▸ Directions for this task
Return each line of the entries below that contains the string "denim", with case treated as significant.

Saved data entries:
•••
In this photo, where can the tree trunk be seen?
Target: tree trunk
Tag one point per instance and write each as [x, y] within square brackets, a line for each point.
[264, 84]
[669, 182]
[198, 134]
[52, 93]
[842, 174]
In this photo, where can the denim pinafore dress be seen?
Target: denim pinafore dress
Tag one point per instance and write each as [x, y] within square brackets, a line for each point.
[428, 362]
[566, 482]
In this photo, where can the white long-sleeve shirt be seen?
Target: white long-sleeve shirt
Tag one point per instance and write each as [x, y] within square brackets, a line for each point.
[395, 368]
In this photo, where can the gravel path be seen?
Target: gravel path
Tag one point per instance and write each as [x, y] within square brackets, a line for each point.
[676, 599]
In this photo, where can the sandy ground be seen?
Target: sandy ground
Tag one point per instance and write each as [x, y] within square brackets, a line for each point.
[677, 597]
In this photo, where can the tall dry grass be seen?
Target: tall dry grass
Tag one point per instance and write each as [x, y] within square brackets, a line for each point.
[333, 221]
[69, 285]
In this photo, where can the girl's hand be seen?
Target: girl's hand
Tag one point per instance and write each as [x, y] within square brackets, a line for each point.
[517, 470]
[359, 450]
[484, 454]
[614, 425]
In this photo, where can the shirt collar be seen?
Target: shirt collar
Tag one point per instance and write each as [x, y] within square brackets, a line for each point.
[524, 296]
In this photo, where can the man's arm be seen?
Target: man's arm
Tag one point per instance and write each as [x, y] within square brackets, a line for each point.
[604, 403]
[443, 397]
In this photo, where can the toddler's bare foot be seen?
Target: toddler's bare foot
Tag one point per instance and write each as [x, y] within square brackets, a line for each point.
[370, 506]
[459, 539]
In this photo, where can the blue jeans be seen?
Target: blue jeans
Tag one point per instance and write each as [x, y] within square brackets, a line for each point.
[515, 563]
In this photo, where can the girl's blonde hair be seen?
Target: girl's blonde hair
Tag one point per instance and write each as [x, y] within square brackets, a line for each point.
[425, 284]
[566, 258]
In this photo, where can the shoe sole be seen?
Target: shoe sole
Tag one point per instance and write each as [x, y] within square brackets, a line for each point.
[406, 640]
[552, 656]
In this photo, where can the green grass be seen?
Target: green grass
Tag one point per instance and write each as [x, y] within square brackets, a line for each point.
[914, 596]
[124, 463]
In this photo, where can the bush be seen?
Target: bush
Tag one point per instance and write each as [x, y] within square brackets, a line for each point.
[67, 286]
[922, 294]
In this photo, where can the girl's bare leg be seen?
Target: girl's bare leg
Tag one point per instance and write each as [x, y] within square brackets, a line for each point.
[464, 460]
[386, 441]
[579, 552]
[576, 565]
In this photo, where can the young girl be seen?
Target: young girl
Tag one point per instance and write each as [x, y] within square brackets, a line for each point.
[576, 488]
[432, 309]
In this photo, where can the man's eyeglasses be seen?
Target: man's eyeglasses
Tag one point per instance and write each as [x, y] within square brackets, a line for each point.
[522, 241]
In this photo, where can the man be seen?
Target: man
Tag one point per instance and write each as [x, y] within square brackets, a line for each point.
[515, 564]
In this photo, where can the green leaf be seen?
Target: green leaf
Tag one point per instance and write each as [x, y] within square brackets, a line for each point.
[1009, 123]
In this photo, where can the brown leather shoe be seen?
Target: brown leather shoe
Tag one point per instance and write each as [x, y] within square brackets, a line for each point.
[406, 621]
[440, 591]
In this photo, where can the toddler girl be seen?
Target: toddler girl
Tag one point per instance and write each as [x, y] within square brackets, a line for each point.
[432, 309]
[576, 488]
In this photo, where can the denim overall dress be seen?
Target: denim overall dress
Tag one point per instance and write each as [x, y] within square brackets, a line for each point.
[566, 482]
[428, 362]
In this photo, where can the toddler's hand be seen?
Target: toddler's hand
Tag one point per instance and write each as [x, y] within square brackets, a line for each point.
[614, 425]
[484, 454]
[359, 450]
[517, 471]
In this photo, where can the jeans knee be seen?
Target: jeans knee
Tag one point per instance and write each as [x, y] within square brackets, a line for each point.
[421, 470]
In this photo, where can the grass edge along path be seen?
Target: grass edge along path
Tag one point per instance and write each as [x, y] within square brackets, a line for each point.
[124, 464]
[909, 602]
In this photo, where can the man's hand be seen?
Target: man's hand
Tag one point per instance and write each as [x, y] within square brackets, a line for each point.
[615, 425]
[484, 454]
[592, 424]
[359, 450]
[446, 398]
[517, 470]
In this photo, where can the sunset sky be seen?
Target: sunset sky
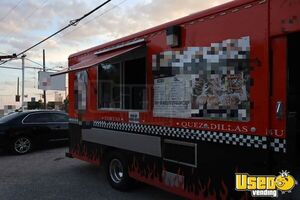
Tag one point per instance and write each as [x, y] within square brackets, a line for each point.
[26, 22]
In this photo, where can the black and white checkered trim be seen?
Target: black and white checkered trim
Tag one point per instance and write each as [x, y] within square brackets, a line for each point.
[279, 145]
[252, 141]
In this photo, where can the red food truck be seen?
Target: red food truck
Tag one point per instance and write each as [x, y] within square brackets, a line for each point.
[188, 105]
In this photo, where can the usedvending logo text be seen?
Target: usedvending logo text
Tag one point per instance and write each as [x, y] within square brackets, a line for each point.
[265, 185]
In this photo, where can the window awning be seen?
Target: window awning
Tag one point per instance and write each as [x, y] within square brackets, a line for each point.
[98, 59]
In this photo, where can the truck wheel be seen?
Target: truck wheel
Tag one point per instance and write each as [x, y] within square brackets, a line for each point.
[21, 145]
[117, 172]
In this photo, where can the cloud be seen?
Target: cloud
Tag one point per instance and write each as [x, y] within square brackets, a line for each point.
[34, 20]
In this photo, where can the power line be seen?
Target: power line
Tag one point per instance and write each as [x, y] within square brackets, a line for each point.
[105, 12]
[27, 67]
[71, 23]
[34, 62]
[13, 8]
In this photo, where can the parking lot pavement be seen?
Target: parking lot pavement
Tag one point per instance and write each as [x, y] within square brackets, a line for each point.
[48, 174]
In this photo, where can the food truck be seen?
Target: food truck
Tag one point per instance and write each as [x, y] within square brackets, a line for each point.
[187, 105]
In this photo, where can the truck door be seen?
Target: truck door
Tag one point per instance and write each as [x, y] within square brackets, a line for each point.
[293, 94]
[285, 93]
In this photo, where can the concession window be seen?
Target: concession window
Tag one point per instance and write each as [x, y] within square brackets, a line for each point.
[99, 58]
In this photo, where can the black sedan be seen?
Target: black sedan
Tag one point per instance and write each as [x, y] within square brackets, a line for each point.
[21, 131]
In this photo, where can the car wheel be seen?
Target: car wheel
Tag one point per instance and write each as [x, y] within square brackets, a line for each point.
[21, 145]
[117, 172]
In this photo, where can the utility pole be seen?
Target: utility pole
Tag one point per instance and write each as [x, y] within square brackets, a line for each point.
[44, 69]
[23, 79]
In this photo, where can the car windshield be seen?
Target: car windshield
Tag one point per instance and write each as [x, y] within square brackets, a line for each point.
[8, 117]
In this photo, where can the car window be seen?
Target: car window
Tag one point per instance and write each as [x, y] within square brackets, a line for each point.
[9, 117]
[38, 118]
[57, 117]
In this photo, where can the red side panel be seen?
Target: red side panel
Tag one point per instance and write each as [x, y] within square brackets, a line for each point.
[285, 16]
[279, 87]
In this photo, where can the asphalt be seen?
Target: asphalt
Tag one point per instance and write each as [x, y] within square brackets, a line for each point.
[48, 174]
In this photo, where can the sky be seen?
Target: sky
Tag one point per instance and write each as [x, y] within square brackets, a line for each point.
[26, 22]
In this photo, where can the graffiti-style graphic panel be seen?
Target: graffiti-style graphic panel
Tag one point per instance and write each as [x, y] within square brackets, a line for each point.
[81, 91]
[216, 81]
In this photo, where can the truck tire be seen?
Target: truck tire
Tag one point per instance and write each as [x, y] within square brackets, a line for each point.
[21, 145]
[116, 169]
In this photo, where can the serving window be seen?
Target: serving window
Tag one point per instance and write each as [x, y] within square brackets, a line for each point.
[122, 82]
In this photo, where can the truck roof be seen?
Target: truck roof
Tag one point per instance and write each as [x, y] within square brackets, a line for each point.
[194, 16]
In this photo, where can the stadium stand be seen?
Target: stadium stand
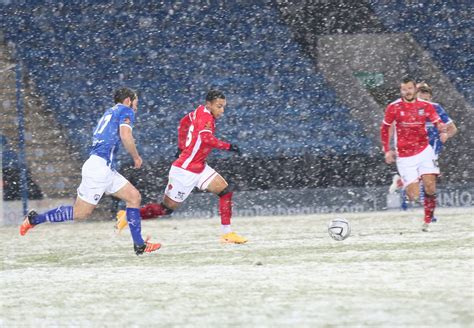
•••
▸ Task answer
In this photo, where can the denim pinafore dress be seen?
Target: denim pinafore dress
In this photo, where can the denim overall dress be seen?
Target: denim overall dress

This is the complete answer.